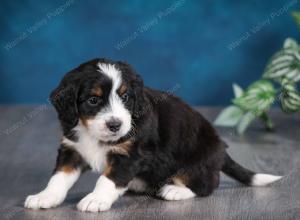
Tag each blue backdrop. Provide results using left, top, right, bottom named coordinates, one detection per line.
left=1, top=0, right=299, bottom=105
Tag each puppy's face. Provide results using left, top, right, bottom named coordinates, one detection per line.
left=51, top=59, right=144, bottom=142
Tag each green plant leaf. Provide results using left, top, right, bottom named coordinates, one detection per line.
left=259, top=112, right=274, bottom=131
left=237, top=112, right=256, bottom=134
left=232, top=83, right=244, bottom=98
left=263, top=38, right=300, bottom=82
left=280, top=77, right=300, bottom=113
left=284, top=38, right=298, bottom=49
left=214, top=105, right=244, bottom=127
left=292, top=11, right=300, bottom=30
left=232, top=80, right=276, bottom=115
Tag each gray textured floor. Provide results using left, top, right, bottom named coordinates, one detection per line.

============

*WHAT YOU SHOULD DO*. Would you repeat the material exactly, keeping out any pictures?

*TASK OUTPUT*.
Tag each blue backdrop. Provide results using left, top, right, bottom named coordinates, one detection per line.
left=1, top=0, right=299, bottom=105
Tag each puppy's face. Provide results using left, top, right, bottom named coordinates, one detection per line.
left=51, top=59, right=144, bottom=142
Tag each green plant leaf. Provide results using left, top, right, bottom named coordinates, one detection per line.
left=259, top=112, right=274, bottom=131
left=237, top=112, right=256, bottom=134
left=232, top=83, right=244, bottom=98
left=263, top=38, right=300, bottom=82
left=280, top=77, right=300, bottom=113
left=284, top=38, right=298, bottom=49
left=214, top=105, right=244, bottom=127
left=292, top=11, right=300, bottom=30
left=232, top=80, right=276, bottom=115
Tag each gray textured floor. Provide results using left, top, right, bottom named coordinates, one detection per line.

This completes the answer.